Provided material:
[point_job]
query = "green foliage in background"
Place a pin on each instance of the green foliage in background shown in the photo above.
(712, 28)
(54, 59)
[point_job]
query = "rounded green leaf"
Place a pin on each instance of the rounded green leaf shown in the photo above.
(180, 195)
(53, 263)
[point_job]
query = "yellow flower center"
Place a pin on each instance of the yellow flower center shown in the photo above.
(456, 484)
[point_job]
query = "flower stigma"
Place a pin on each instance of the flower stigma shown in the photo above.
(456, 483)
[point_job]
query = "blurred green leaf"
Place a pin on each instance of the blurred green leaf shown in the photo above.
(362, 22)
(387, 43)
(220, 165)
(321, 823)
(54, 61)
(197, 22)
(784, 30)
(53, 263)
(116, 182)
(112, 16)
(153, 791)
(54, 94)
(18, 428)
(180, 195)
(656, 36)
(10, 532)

Given instruction:
How many lines in the material above contain the word "center"? Give only the number.

Response to the task:
2